# GIVEN TEXT
______

It is very important to sweep out the accumulated yeast cells with fibre. A rich supply of fibre mechanically eliminates the accumulated yeast cells from the intestines. This is especially efficient when you eat fibre several times a day, also for example in form of a supplement. Fibre also encourages a faster digestion, which is important to get the candida out of your intestines and has the additional advantage of making you feel full. This makes the diet easier.

Rich on fibre are:

  • All kinds of vegetables: especially raw
  • Breads: Wholemeal rye breads, wholemeal breads, bran breads
  • Cereal products: seed sprouts, wholemeal, wholemeal flakes, grains, whole grain pasta, brown rice

Are you allowed to eat yeast during your Candida diet?

In principle you can eat baking yeast, beer yeast and other food yeasts as they don’t colonise your gut like candida albicans and its relatives. However, if you have an allergy or sensitivity to candida you might experience a cross reaction against the related food yeast. In these cases you have to avoid any yeast-containing foods and eat an anti-yeast diet. Watch out for yeast also in stock cubes, Marmite or other sandwich spreads. If you are not sure if you are allergic to yeast, please leave out yeast from your diet as a precaution.

If you have tested sensitive for certain foods, you should only reintroduce them after the candida treatment.

Please do not drink great quantities of milk during the diet as this has been shown to make the candida more persistent. The same applies to great quantities of calcium supplements (if you take much more than the recommended intake). Candida cannot digest lactose, however.

It is important to make sure you drink enough liquid – as clean, still water, thinly brewed herbal or fruit teas etc.

______

# THE TASK
List every cereal product that the candida diet text names as rich in fiber. The records that come next have no connection to the candida diet text.

# EXTRACTED INFORMATION

______

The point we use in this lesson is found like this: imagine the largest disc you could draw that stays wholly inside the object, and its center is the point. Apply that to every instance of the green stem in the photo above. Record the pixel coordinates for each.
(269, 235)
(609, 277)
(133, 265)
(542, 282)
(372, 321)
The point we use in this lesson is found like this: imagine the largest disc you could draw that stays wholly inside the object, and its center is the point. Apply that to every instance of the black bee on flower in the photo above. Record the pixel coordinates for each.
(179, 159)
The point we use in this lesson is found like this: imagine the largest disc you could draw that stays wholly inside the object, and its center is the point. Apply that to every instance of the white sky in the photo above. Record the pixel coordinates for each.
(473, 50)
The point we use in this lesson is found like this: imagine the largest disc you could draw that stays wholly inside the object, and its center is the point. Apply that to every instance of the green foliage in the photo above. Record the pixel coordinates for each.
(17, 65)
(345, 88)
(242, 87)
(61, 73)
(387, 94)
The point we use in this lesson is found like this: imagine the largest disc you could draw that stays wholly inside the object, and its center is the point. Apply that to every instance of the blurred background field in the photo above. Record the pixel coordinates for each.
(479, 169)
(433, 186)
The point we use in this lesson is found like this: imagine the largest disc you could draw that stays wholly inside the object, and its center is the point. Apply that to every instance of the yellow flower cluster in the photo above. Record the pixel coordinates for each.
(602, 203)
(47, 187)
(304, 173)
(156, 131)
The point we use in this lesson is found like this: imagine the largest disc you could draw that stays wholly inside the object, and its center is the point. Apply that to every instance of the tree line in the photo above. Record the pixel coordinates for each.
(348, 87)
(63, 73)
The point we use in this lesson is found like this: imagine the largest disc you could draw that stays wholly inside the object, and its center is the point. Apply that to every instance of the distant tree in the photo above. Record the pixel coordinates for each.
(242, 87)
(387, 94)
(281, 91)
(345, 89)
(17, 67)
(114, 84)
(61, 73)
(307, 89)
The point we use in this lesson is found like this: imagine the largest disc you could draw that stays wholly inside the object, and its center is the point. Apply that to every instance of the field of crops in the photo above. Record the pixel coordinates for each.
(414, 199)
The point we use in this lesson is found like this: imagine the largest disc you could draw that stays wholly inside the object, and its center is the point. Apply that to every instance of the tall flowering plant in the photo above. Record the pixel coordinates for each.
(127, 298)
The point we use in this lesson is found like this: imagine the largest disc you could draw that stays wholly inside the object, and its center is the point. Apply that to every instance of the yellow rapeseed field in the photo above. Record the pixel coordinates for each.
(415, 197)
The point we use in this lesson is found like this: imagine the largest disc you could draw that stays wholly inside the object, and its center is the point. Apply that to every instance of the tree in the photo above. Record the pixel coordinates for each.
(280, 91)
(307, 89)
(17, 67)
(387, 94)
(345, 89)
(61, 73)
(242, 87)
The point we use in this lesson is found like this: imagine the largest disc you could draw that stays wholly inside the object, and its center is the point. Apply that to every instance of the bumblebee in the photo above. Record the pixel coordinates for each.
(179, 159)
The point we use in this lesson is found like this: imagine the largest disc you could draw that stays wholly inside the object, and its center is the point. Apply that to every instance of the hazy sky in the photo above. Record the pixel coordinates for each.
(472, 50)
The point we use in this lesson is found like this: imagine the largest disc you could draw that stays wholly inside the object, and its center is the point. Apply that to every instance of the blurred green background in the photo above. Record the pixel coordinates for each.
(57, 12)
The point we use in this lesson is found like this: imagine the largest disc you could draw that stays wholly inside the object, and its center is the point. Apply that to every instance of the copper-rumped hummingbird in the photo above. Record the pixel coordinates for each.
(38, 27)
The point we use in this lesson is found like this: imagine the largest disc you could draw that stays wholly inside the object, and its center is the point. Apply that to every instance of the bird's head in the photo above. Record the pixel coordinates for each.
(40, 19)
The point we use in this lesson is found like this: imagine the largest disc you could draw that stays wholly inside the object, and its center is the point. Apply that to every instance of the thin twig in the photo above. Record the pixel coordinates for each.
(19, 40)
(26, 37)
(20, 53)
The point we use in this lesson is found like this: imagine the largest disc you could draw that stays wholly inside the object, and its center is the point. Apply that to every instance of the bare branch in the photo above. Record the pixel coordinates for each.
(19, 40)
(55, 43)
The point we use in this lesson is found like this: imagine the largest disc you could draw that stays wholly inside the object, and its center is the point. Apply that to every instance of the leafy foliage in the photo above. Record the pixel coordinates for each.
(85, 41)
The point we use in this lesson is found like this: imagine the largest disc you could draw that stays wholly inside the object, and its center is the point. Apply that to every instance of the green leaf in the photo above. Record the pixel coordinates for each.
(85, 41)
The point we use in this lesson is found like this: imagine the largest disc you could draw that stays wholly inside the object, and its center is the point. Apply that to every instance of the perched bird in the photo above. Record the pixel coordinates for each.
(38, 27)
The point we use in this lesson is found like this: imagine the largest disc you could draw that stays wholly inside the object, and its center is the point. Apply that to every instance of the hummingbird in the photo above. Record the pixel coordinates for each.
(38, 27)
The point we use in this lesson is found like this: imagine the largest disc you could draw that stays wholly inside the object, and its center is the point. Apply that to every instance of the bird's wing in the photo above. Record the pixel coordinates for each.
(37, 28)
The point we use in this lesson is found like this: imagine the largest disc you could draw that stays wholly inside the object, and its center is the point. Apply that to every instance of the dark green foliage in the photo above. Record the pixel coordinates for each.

______

# OUTPUT OF THE EXERCISE
seed sprouts, wholemeal, wholemeal flakes, grains, whole grain pasta, brown rice